What you should do: Go through the records below line by line, counting those that contain the word "center"; answer with the count only.

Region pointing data
/---

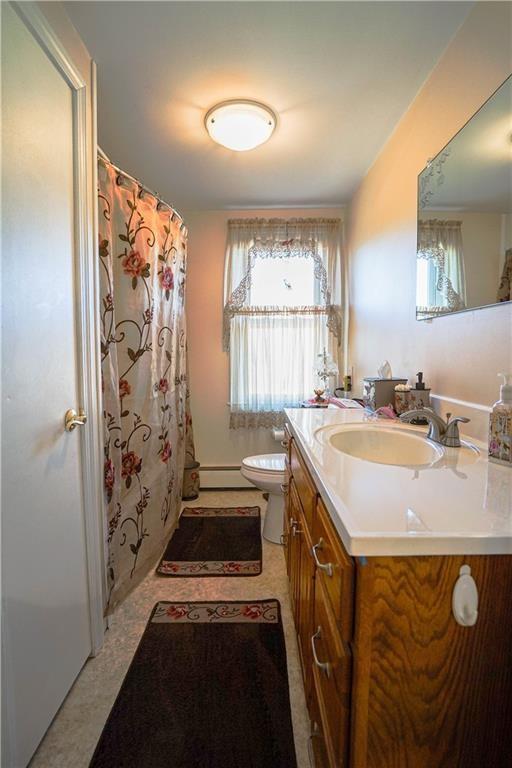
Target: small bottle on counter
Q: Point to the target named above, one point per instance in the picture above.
(500, 424)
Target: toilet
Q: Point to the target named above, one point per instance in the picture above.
(266, 472)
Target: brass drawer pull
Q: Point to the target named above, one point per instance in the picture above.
(314, 733)
(327, 567)
(72, 419)
(323, 665)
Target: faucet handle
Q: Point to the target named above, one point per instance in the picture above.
(451, 436)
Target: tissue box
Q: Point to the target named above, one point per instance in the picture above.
(380, 392)
(412, 400)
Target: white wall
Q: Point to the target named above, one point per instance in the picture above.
(460, 354)
(216, 444)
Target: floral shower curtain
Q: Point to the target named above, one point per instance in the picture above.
(147, 424)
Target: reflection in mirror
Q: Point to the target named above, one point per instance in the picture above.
(464, 255)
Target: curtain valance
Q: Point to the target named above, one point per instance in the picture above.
(440, 242)
(253, 239)
(282, 306)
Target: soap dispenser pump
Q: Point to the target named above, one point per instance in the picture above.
(500, 425)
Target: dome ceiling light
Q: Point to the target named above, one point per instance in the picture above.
(240, 125)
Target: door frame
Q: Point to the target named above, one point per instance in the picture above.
(87, 306)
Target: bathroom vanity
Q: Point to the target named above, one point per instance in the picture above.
(374, 550)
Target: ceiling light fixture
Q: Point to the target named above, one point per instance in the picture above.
(240, 125)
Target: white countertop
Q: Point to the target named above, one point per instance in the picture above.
(453, 507)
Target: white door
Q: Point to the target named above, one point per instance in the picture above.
(46, 621)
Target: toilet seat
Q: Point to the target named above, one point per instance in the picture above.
(265, 463)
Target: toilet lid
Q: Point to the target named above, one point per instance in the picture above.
(265, 462)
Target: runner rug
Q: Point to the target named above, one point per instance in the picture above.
(214, 541)
(207, 688)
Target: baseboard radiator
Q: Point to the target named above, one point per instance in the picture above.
(223, 477)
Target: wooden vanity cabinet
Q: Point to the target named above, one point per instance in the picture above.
(405, 686)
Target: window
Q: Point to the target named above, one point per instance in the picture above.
(279, 313)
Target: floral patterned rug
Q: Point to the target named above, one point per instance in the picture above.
(214, 541)
(208, 686)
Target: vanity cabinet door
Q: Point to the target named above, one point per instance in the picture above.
(335, 569)
(305, 488)
(304, 624)
(332, 674)
(317, 749)
(293, 545)
(287, 513)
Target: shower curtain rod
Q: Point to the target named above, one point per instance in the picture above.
(104, 157)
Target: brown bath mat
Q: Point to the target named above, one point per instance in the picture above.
(208, 686)
(214, 541)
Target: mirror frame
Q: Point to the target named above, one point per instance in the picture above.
(429, 162)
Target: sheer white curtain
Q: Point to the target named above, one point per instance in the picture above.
(441, 285)
(283, 288)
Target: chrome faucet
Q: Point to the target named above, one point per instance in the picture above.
(440, 431)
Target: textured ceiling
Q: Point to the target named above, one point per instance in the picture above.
(338, 74)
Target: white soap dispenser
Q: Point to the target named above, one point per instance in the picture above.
(500, 425)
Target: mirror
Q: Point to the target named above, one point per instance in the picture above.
(464, 253)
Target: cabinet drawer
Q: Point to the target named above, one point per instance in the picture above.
(334, 569)
(332, 672)
(305, 488)
(317, 748)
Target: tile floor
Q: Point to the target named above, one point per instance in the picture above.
(72, 737)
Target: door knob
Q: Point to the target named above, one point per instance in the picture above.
(73, 419)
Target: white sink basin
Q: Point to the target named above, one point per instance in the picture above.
(401, 448)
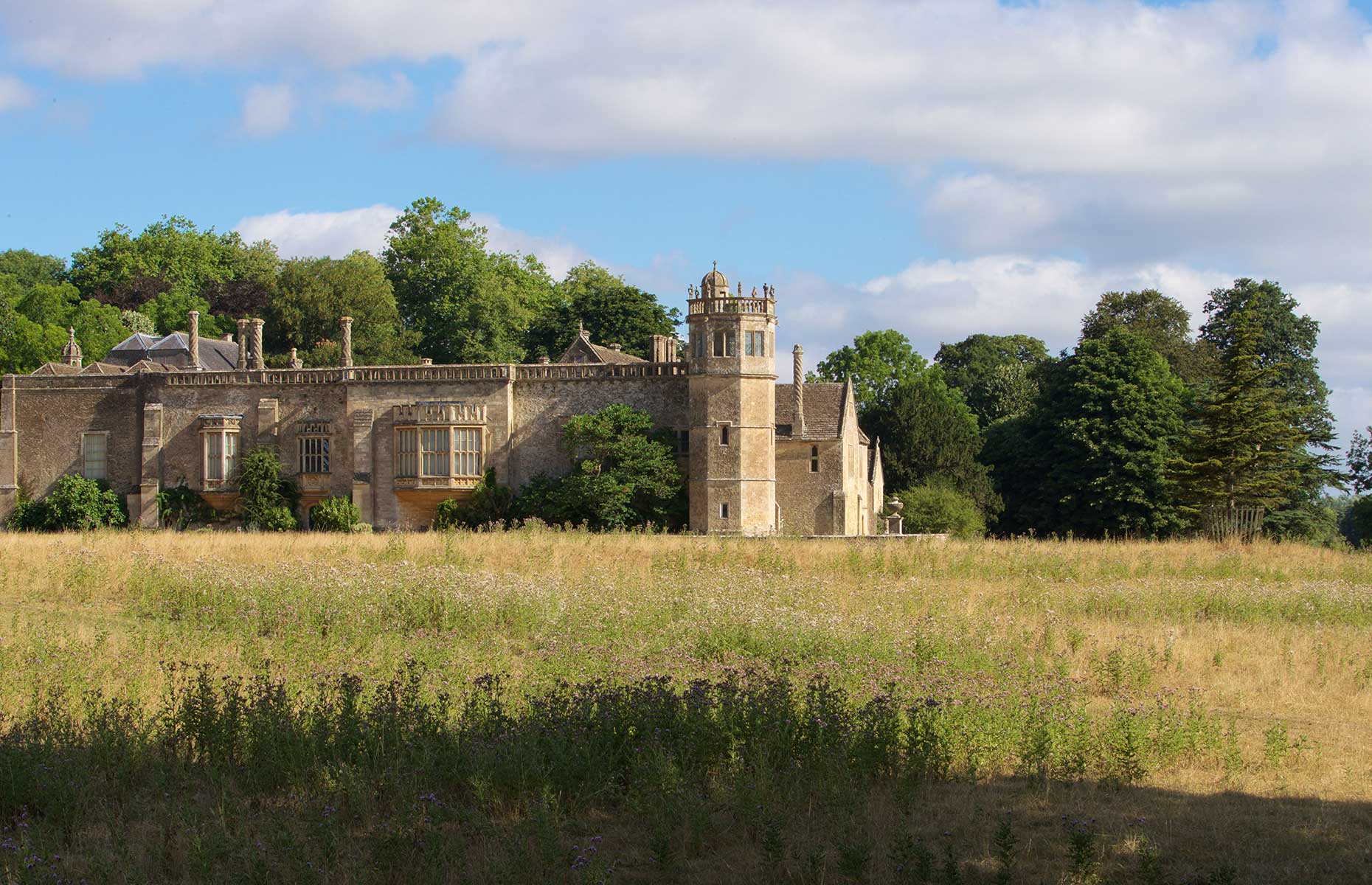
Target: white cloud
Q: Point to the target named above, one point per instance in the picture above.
(322, 234)
(266, 110)
(373, 94)
(14, 94)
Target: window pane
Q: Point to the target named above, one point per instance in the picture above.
(434, 443)
(213, 456)
(92, 456)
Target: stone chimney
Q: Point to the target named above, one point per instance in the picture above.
(665, 349)
(193, 325)
(346, 355)
(257, 344)
(243, 346)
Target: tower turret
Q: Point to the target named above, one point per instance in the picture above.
(733, 408)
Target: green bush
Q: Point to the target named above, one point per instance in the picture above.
(335, 515)
(266, 500)
(181, 507)
(936, 508)
(490, 504)
(76, 504)
(274, 519)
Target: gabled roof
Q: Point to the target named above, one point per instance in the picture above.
(103, 368)
(588, 352)
(147, 365)
(55, 368)
(823, 411)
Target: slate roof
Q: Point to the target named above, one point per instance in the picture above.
(823, 409)
(595, 353)
(55, 368)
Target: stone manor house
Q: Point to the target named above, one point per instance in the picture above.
(759, 457)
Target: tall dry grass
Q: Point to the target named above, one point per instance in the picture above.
(1269, 642)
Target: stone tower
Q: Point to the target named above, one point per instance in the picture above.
(733, 412)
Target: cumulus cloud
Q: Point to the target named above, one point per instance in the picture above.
(266, 110)
(313, 235)
(373, 94)
(14, 94)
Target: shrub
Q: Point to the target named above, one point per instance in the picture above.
(266, 500)
(181, 507)
(80, 504)
(938, 508)
(335, 515)
(490, 502)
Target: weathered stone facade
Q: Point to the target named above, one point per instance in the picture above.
(400, 440)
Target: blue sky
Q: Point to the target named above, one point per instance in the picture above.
(943, 167)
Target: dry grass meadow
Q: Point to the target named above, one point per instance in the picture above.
(213, 707)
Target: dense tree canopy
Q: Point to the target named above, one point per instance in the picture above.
(928, 432)
(465, 304)
(173, 268)
(313, 293)
(1247, 446)
(609, 309)
(994, 372)
(877, 363)
(1161, 322)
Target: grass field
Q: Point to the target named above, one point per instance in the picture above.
(582, 708)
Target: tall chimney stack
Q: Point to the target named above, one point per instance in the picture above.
(346, 357)
(257, 344)
(243, 344)
(194, 335)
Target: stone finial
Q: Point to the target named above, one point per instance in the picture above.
(72, 352)
(257, 344)
(346, 355)
(193, 333)
(243, 346)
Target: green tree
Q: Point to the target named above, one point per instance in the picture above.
(1284, 342)
(1161, 322)
(1246, 446)
(928, 432)
(313, 293)
(938, 508)
(172, 268)
(1360, 462)
(609, 309)
(983, 367)
(266, 499)
(29, 269)
(625, 475)
(877, 363)
(1115, 419)
(467, 305)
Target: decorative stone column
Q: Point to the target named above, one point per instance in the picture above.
(346, 357)
(193, 325)
(243, 344)
(257, 344)
(895, 521)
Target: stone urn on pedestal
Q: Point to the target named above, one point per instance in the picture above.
(895, 521)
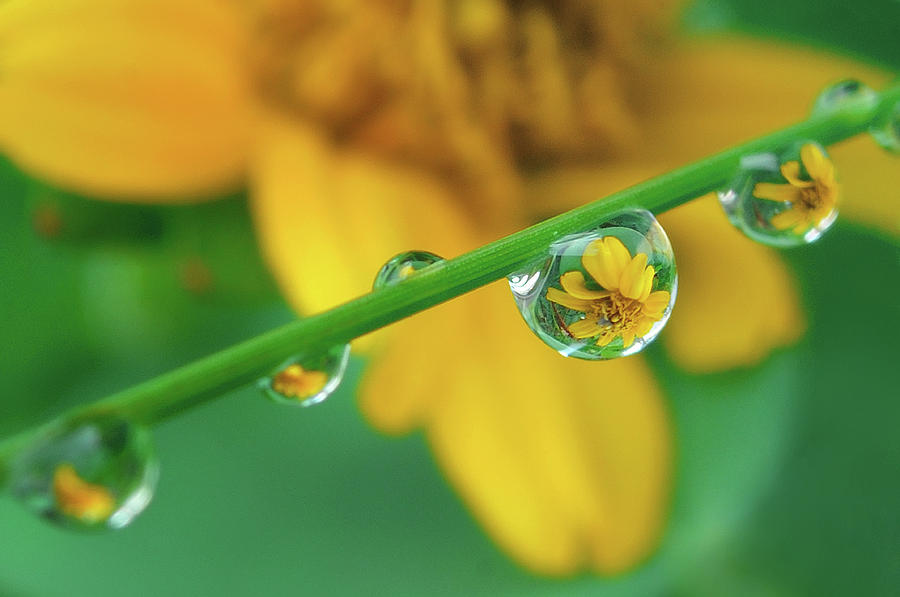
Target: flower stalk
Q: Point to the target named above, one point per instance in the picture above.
(205, 379)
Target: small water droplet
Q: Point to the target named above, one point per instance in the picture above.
(89, 472)
(601, 294)
(783, 200)
(304, 381)
(886, 132)
(841, 94)
(401, 266)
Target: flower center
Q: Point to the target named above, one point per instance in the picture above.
(617, 312)
(811, 197)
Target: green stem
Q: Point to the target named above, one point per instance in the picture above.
(212, 376)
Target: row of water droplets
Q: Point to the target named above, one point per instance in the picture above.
(97, 470)
(600, 294)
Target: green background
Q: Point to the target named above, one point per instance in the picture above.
(788, 491)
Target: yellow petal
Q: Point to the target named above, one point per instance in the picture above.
(604, 259)
(736, 299)
(776, 192)
(566, 300)
(790, 218)
(573, 283)
(791, 171)
(656, 303)
(329, 219)
(631, 284)
(818, 166)
(563, 477)
(644, 326)
(82, 500)
(584, 328)
(125, 99)
(647, 282)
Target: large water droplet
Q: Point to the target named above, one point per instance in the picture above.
(601, 294)
(783, 200)
(307, 380)
(401, 266)
(88, 472)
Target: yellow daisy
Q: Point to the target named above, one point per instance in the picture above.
(441, 126)
(626, 307)
(79, 499)
(810, 202)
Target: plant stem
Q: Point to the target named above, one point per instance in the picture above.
(212, 376)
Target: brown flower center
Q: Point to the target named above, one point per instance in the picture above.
(811, 197)
(617, 312)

\---

Task solution: 2